SOURCE —

The script summarize-eaf.py
reads ELAN
files in EUDICO Annotation
Format
and calculates the total times of the sets of (possibly overlapping) annotated
segments therein. It uses the pympi-ling
library to parse the input files, and writes its output to table in CSV format
in a specified output file.
In particular, it is intended for use in analyzing speech recordings for the study of the language environments of infants and children.
First, summarize-eaf.py
reads all of the base tier names from the EAF file,
filtering out tiers specified as "ignored" on the command line (using the
--ignore-tiers
option), along with any tiers that have no sub-tiers, including
a built-in list (code_num
, on_off
, context
, and code
). Then it extracts
all of the annotated segments for each of the non-ignored base tiers, and builds
a list of start and end timestamps from that.
Once that list of "events" is sorted in chronological order, it scans through them, keeping track of which segments are active at each point in time, and producing a list of the sum of the active time (in milliseconds) that each unique combination of tiers was active, as well as the total time each tier was active (regardless of overlap with other tiers).
Then it goes through a similar process, computing the total times annotated and
child-directed speech (CDS), adult-directed speech (ADS), and speech segments
directed at both. This is done by selecting the tiers named xds@<BASE>
, where
<BASE>
is the name of a base tier.
The output tables look like this:
File | Tier(s) | Exclusive | Total | CDS | ADS | BOTH |
---|---|---|---|---|---|---|
1234 | CHI | 143099 | 195471 | |||
1234 | FA1 | 206302 | 249630 | 148523 | 47897 | 32494 |
1234 | MA1 | 202093 | 240012 | 162588 | 59462 | 2474 |
1234 | CHI+FA1 | 28308 | ||||
1234 | CHI+FA1+MA1 | 1166 | ||||
1234 | CHI+MA1 | 22898 | ||||
1234 | FA1+MA1 | 13855 | 559 | 2319 | 2291 | |
1234 | Totals | 617721 | 685113 | 311670 | 109678 | 37259 |
5678 | CHI | 242516 | 311834 | |||
5678 | FA1 | 477640 | 565899 | 549321 | 3528 | |
5678 | FA2 | 23787 | 45555 | 337 | 6852 | |
5678 | MA1 | 3708 | 5808 | 4481 | ||
5678 | CHI+FA1 | 66504 | ||||
5678 | CHI+FA1+FA2 | 700 | ||||
5678 | CHI+FA2 | 1340 | ||||
5678 | CHI+MA1 | 773 | ||||
5678 | FA1+FA2 | 19728 | 436 | |||
5678 | FA1+MA1 | 1327 | 1327 | |||
5678 | Totals | 838023 | 929096 | 555902 | 10380 | |
* | Grand Totals | 1455744 | 1614209 | 867572 | 120058 | 37259 |
Each row is identified by the filename (without the .eaf
extension) and the
unique combination of simultaneously active tiers. For rows representing
overlapping speech, the base tier names are concatenated with +
signs.

SOURCE DATA —

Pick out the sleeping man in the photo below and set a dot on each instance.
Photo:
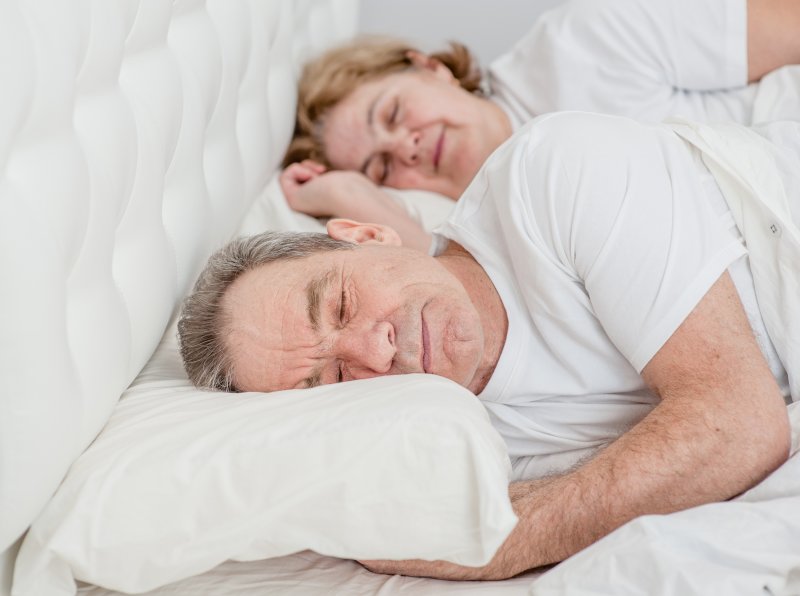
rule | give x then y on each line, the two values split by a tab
592	285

SHORT TASK 1 —
Please recast the paragraph in the summarize-eaf.py description that begins "First, summarize-eaf.py reads" as a short list, keeping its main facts.
SHORT TASK 2 —
Carry on with the summarize-eaf.py description from its final sentence.

EXERCISE RESULT 1 —
- summarize-eaf.py reads all base tier names from the EAF file.
- It filters out tiers marked as ignored with the --ignore-tiers option.
- It also filters out any tiers that have no sub-tiers, including a built-in list: code_num, on_off, context, and code.
- It then extracts all annotated segments for each non-ignored base tier.
- From those segments, it builds a list of start and end timestamps.

EXERCISE RESULT 2 —
The Exclusive
column contains the sum total time (in milliseconds) during
which that particular set of tiers was the only one active. If we combine all of
these Exclusive
values for a given file, we should get the amount for that
file in the Totals
row for the file. This equals the total time marked as
annotated speech for the non-ignored tiers in the file.
The Total
column contains the total time that an individual base tier was
active, whether or not it was overlapping with any other tiers for some of that
time. Therefore, the Total
amount for a tier should be greater than or equal
to the Exclusive
amount for that tier. This amount is only reported for base
tiers on their own, not for overlapping combinations of base tiers.
The last three columns contain similar totals, but for child-directed,
adult-directed, and both-directed speech. All of these are likewise summed in
the Totals
row for each file.
Finally, if multiple EAF files are processed in a batch, a Grand Totals
row
contains the sum of the Totals
rows for each file.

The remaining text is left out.